Study material =>

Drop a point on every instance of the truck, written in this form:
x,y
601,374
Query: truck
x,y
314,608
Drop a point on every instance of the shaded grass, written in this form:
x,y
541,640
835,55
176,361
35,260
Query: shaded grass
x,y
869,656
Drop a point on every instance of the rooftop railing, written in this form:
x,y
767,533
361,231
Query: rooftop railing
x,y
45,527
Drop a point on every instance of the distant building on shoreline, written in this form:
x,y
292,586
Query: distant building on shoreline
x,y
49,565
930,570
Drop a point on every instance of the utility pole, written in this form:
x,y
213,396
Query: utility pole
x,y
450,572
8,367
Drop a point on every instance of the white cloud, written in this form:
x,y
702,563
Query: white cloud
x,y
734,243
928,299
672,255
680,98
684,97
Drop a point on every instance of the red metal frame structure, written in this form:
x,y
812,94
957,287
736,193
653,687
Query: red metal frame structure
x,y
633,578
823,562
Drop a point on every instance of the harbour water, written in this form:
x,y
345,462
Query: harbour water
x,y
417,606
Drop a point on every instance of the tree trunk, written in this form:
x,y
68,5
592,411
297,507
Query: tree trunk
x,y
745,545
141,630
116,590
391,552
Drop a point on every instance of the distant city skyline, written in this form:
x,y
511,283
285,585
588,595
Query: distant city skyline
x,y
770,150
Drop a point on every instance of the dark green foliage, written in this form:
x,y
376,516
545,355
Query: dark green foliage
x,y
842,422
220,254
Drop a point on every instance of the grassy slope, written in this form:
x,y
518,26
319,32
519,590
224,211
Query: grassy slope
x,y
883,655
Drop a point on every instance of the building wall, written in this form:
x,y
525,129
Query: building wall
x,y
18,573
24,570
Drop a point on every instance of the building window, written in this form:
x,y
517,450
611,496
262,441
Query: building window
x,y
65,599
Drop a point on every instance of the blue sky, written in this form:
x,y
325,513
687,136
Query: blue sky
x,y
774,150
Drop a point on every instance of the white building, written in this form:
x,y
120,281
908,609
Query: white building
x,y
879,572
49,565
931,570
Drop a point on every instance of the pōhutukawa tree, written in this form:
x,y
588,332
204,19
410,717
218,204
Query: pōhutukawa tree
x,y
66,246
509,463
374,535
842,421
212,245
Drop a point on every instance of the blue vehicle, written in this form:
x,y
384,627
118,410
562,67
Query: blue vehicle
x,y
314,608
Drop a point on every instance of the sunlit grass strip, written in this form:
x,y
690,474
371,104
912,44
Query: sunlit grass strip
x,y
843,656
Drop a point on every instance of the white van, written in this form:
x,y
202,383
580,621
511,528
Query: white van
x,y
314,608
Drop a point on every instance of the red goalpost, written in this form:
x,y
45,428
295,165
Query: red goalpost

What you have to do =>
Count of lines holding the string "goalpost": please work it out for the entries above and give the number alone.

Output below =>
2